→ **EXERCICES**
#1 Relevez toutes les affaires que le texte sur les lanceurs d'alerte cite dans sa première phrase.
#2 Recopiez mot pour mot le passage du texte sur les lanceurs d'alerte qui s'ouvre sur les mots contenant « Cinq ans plus » et se ferme sur « une lanceuse d’alerte. ».

→ **TEXTE À LIRE**
----------------------------------------

Affaires de « l’amiante », du « Mediator », des « prothèses PIP »… En filigrane de ces scandales sanitaires, apparaît la figure du « lanceur d’alerte », célèbre ou anonyme. Qui est-il ? Est-il protégé ?

D’usage désormais courant, l’expression « lanceur d’alerte » doit notamment sa popularisation en France à l’action du médecin Irène Frachon, qui a mis au jour le scandale sanitaire du « Mediator ». Interpellée par le cas d’un patient atteint d’une affection mortelle rare des poumons et exposé dix ans à ce médicament, la pneumologue a travaillé à établir la dangerosité de ce dernier, avant de prévenir les autorités.

« À l’origine, il s’agissait d’une démarche médicale classique de signalement des effets indésirables. D’ailleurs, le “ Mediator ” a bien été retiré du marché en 2009 », explique-t-elle. « J’ai réalisé qu’il y avait de surcroît tromperie de la part du laboratoire Servier [qui commercialisait le produit, NDLR]. Or, l’affaire allait être enterrée et les malades laissés sur le carreau. Je ne pouvais pas laisser faire ». Elle publie en 2010, « malgré les tentatives d’étouffement », son célèbre livre-enquête*.

Cinq ans plus tard, le procès pénal du laboratoire ne s’est toujours pas tenu, tandis que le processus d’indemnisation des victimes se poursuit péniblement. Quant à Irène Frachon, elle est désormais considérée comme une lanceuse d’alerte.

----------------------------------------

→ **DONNÉES EXTRAITES**

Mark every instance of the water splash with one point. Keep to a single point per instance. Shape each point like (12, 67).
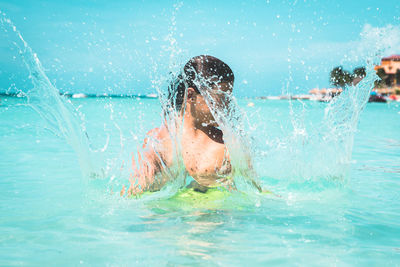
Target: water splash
(45, 99)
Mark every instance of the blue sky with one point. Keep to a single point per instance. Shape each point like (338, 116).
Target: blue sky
(125, 47)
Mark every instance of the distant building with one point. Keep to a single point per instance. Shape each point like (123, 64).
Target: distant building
(389, 70)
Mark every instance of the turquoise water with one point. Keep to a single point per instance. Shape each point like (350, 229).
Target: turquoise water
(51, 214)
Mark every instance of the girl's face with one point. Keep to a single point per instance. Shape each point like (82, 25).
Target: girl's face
(218, 98)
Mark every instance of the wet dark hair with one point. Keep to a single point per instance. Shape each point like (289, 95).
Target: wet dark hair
(208, 69)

----------------------------------------

→ **CORRIGÉS**
#1
- l'amiante
- le Mediator
- les prothèses PIP

#2
Cinq ans plus tard, le procès pénal du laboratoire ne s’est toujours pas tenu, tandis que le processus d’indemnisation des victimes se poursuit péniblement. Quant à Irène Frachon, elle est désormais considérée comme une lanceuse d’alerte.